_短い問題 1_
以下の記録のうち、「motorcycle」という文字列を含む行の数を数え、その数のみを答えてください。

_本文_
☆ ☆ ☆ ☆
マーケティングは世界を良くする可能性があるんじゃないか。
商品が良ければ売れるわけではない。一方、良いマーケティングをすれば売れることが多い。
次の2社があったとしたら、成功する可能性が高いのはどちらの会社でしょうか?
①良いものを作っているけどマーケティングが下手な企業、
②製品は凡庸だけどマーケティングがしっかりしている企業、
回答は間違いなく「②」。
製品自体はそんなに大したこと無くても、顧客の認知を獲得出来たり、製品の特長を正しいターゲットに適切なタイミングで届けることが出来たら、販売出来るチャンスは圧倒的に多くなります。
一方で①の良いものを作っているがマーケティングに力を入れていない企業はどうでしょうか。
「一度使ってみてもらえればウチの製品の良さがわかる」「一度食べてもらえればウチの野菜のおいしさがわかる」という企業は多いと思いますが、マーケティングを適切に行わないと、大抵の人には、その「一度」は一生実現しないことも多いのが現状。こうなると、当然、売れません。
☆ ☆ ☆ ☆
_使用データ_
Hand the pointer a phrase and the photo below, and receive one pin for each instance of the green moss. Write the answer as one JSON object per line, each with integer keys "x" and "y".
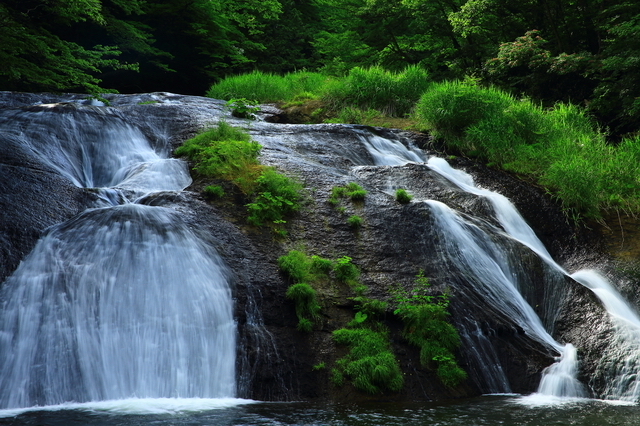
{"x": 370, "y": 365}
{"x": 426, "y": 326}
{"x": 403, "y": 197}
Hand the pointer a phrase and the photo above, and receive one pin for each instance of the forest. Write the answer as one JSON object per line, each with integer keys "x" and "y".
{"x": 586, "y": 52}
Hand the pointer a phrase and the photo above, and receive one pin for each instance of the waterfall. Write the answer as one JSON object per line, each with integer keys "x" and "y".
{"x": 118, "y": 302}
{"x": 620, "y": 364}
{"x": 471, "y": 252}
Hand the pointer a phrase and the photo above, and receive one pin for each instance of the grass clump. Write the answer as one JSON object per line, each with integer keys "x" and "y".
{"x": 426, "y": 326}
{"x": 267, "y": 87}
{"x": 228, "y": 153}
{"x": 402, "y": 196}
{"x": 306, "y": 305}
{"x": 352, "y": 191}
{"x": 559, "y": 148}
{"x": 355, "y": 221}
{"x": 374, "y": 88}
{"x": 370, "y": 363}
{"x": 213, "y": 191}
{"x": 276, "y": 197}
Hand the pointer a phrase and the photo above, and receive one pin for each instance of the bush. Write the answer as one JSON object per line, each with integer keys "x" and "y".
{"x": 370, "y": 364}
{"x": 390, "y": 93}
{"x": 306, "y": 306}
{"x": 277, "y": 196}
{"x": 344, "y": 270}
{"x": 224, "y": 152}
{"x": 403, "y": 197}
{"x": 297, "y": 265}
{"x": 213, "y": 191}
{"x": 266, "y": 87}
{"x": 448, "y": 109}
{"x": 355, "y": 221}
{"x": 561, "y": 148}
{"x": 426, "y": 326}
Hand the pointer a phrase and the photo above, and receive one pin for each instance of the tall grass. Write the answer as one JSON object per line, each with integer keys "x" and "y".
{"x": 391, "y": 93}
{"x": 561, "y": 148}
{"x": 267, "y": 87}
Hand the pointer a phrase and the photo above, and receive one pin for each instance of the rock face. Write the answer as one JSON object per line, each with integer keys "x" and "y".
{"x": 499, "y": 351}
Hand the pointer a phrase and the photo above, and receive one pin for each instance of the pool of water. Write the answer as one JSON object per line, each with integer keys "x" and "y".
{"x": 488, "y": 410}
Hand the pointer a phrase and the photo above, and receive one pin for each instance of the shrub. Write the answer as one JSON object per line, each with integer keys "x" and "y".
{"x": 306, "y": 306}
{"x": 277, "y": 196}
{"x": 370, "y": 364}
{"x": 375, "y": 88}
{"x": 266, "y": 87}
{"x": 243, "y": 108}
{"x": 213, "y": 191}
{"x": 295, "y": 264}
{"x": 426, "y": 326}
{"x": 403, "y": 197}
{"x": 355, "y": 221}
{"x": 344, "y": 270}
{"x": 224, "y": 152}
☆ ☆ ☆ ☆
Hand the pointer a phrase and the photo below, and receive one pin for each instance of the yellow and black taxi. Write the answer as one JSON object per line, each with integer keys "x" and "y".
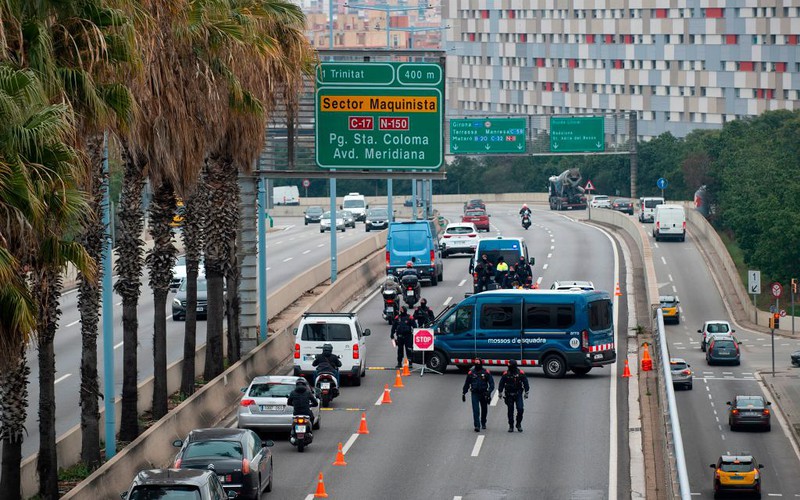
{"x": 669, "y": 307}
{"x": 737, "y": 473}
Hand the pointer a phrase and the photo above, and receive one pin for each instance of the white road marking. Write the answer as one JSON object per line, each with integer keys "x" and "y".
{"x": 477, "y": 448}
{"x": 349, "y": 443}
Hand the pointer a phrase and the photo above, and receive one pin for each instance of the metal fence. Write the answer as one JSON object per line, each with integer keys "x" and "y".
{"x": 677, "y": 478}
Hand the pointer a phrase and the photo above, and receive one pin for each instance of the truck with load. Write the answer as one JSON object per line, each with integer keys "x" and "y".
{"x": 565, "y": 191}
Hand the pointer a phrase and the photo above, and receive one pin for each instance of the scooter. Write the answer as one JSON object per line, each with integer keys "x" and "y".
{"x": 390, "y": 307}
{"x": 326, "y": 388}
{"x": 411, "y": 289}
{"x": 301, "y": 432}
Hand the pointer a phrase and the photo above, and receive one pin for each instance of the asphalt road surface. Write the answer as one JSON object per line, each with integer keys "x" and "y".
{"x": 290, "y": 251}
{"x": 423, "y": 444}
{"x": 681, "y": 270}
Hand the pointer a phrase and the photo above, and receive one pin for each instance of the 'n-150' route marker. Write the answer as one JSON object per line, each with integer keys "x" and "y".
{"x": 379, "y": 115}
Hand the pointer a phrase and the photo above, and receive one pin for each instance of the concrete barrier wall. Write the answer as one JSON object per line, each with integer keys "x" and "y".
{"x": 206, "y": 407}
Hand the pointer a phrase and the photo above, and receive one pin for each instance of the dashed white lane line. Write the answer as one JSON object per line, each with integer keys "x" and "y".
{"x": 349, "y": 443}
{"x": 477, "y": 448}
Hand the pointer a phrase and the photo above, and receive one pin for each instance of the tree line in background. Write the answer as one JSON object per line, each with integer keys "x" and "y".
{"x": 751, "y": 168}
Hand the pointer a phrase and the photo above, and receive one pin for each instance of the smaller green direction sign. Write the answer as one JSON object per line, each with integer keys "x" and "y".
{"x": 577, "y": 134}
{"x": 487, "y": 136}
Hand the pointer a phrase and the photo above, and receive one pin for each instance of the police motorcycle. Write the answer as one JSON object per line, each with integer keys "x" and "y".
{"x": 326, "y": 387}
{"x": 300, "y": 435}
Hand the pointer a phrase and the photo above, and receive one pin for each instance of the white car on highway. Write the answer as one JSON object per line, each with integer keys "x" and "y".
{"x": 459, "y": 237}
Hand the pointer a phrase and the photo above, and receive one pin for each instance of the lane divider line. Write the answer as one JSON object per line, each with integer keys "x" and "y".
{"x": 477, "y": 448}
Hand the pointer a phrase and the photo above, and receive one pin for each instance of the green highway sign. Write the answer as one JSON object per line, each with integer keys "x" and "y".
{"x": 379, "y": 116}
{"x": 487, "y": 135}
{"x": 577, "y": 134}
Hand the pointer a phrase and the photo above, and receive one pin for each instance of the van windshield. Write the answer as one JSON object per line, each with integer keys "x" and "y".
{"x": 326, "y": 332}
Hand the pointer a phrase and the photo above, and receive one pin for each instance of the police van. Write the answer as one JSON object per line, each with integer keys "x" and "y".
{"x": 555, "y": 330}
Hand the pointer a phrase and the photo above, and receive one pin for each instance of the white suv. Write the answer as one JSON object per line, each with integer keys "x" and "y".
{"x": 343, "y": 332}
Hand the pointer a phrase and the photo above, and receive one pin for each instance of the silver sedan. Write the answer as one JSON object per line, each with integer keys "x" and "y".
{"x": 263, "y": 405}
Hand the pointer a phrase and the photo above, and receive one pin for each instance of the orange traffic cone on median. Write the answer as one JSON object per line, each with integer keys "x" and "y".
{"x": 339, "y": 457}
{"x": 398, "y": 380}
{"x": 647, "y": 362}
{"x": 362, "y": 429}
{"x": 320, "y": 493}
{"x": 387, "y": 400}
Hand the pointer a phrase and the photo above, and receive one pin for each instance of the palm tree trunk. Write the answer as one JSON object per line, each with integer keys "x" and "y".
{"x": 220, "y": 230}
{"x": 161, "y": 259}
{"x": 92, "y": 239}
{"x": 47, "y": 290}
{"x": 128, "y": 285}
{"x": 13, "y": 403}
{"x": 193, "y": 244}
☆ ☆ ☆ ☆
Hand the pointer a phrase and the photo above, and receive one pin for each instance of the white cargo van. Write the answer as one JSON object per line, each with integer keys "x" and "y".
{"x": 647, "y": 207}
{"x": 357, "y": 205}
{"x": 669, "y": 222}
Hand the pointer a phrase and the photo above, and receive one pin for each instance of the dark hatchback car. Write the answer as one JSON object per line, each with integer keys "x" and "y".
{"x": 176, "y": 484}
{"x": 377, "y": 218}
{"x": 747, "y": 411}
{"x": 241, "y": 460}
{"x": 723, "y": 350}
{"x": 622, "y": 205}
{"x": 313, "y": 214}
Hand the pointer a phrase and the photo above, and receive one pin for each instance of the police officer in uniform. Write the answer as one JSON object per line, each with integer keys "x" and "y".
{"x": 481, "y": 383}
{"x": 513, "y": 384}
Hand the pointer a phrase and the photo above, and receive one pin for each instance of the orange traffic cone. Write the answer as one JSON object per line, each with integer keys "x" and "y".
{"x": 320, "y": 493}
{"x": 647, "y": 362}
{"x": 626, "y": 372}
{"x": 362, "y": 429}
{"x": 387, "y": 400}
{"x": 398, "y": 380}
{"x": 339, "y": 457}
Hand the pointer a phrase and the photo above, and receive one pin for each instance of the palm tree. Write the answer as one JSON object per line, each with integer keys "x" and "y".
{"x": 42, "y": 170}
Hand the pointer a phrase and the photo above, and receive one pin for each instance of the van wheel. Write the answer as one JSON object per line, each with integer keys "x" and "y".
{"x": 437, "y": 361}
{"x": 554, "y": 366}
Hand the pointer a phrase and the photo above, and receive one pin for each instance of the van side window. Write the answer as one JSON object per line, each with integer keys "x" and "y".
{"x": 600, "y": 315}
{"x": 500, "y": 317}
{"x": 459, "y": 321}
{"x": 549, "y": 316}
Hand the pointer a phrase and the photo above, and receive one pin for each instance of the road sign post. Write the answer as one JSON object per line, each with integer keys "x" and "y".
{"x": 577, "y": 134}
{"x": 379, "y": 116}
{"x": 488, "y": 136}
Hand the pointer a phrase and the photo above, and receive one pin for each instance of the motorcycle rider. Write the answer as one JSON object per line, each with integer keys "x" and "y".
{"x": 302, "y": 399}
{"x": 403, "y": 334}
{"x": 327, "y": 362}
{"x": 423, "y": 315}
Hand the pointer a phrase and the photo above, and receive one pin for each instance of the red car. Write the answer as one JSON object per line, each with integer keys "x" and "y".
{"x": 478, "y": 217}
☆ ☆ ☆ ☆
_短い問題 2_
上記のマーケティングについての文章を、最後の文の後から書き継いでください。

_課題の解答 1_
2

_課題の解答 2_
ビジネスにおいては、優しさ<マーケティング
では、続いて次の様な2社の比較をします。
①消費者なんてどうでも良いが、マーケティングはしっかりやる
②消費者の事を考えて商品を作っているが、マーケティングは出来ていない
このケースでも、正直お金を儲けることだけを考えている企業①の方が売れて、消費者を大事にしている企業②の方は売れないことも多いと思います。
倫理的に考えると、こんなことは間違っている、と言いたくなりますが、
弱肉強食のビジネスの世界ではこんなのは当たり前のこと。商売においては、売上を上げることこそが正義。それに向けて適切な取り組みを行い結果を出せていない時点で、残された道はマーケットと言う戦場から去るのみです。
この考え、マーケターの立場から言えば正しいと思います。
「こんなに良いものを作ってるのに全然売れない・・・。」
「なんでみんなうちの商品の良さを分かってくれないんだ~!」
「なんで、うちの製品よりもクオリティの低い他社の商品の方が売れているんだ!こんなの間違っている!」
なんて言うやつはいないと思いますが、もしいたとしたらマーケティングなんてやめちまった方がいいですよね。それを売れる様にするのがオメーの仕事なはずです。私もマーケターのはしくれとして、こういう考えは持たない様に心がけています。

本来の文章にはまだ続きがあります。